**AIM OF THE EXERCISE**.
What is needed is an exact transcription of the line containing "Spot brick wall." and every line after it through the end of the entries below, with no pictures.

**SUPPLIED ENTRIES**.
::::

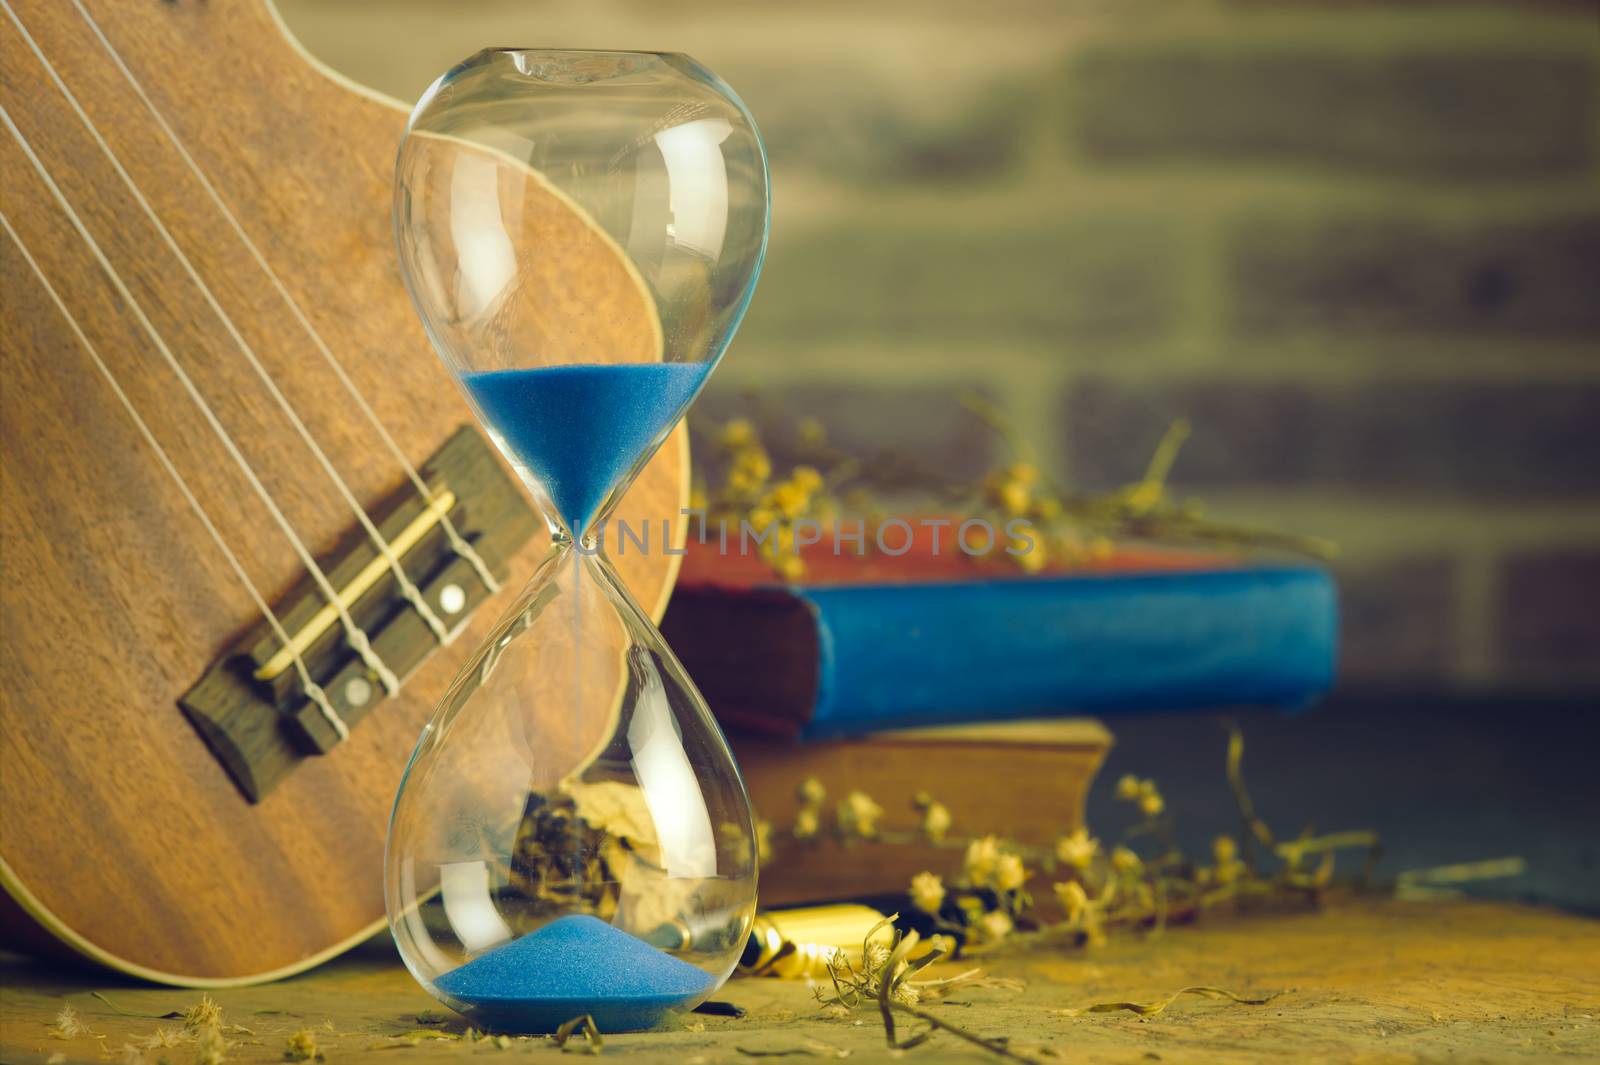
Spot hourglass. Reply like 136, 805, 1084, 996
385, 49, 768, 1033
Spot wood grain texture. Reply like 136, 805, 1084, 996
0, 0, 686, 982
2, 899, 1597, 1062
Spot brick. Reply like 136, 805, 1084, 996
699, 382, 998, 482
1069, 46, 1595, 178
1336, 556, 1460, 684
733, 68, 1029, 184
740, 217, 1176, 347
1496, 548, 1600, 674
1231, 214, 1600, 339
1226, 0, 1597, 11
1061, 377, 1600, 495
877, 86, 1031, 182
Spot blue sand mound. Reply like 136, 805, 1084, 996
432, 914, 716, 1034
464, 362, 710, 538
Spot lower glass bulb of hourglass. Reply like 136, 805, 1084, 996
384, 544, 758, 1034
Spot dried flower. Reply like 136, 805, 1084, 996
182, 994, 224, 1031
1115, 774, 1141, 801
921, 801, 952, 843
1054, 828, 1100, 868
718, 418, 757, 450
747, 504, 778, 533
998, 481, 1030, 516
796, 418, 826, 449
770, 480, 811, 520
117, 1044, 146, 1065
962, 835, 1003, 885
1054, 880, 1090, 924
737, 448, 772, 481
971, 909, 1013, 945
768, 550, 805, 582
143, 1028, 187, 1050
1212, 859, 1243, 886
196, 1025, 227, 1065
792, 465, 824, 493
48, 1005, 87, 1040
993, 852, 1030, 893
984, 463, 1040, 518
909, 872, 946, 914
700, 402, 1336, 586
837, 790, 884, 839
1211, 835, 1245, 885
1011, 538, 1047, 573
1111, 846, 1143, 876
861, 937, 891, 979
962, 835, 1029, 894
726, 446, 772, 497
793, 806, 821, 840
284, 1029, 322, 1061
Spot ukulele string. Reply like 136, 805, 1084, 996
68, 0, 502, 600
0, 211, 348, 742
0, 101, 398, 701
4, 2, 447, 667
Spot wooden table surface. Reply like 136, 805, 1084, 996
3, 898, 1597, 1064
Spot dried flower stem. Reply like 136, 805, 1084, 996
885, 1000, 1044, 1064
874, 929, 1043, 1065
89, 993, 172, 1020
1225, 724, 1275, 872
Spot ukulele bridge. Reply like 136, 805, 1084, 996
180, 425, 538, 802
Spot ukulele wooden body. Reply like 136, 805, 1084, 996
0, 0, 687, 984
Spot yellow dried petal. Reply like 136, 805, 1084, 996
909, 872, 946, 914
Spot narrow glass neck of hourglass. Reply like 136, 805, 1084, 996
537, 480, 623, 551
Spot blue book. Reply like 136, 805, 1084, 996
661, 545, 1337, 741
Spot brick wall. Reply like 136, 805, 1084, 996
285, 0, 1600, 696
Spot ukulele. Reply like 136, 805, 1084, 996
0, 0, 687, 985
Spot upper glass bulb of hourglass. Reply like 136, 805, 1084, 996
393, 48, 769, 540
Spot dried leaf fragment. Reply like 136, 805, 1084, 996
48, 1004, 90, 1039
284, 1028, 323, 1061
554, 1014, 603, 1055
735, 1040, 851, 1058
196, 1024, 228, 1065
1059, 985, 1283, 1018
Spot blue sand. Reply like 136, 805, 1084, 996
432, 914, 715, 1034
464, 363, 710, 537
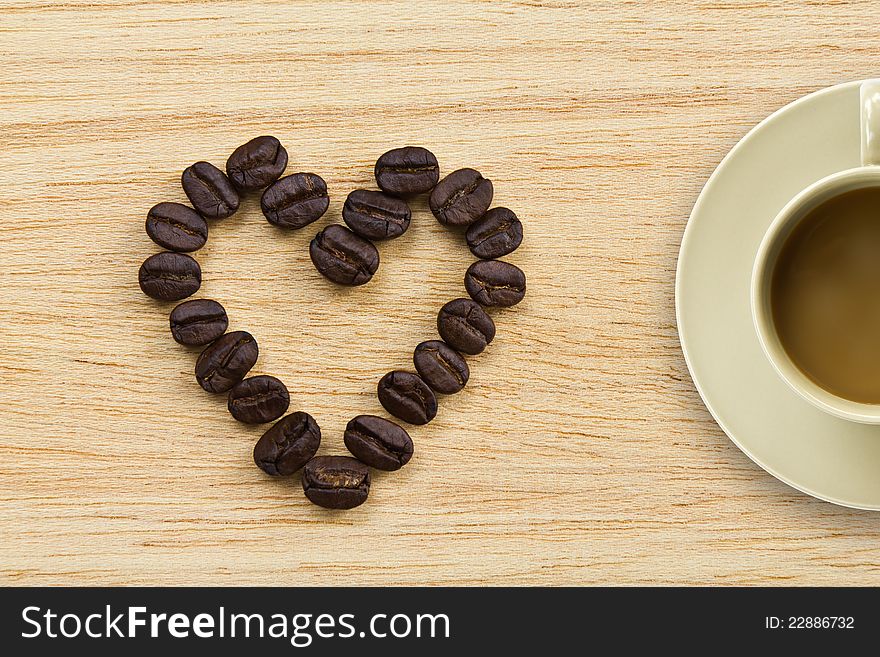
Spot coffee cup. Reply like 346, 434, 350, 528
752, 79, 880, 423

::::

**RESULT OF THIS TASK**.
Spot brick wall. Reply like 136, 805, 1084, 996
285, 0, 1600, 696
Spot ukulele. Reply like 136, 805, 1084, 996
0, 0, 687, 985
Spot upper glass bulb of hourglass. Reply like 136, 805, 1084, 996
393, 48, 769, 540
Spot dried leaf fragment. Reply like 136, 805, 1084, 996
48, 1004, 90, 1039
284, 1028, 323, 1061
554, 1014, 603, 1055
735, 1040, 851, 1058
196, 1024, 228, 1065
1059, 985, 1283, 1018
Spot blue sand. Reply like 136, 805, 1084, 996
432, 914, 715, 1034
464, 363, 710, 537
Spot coffee cup. Reply like 346, 434, 350, 528
752, 79, 880, 423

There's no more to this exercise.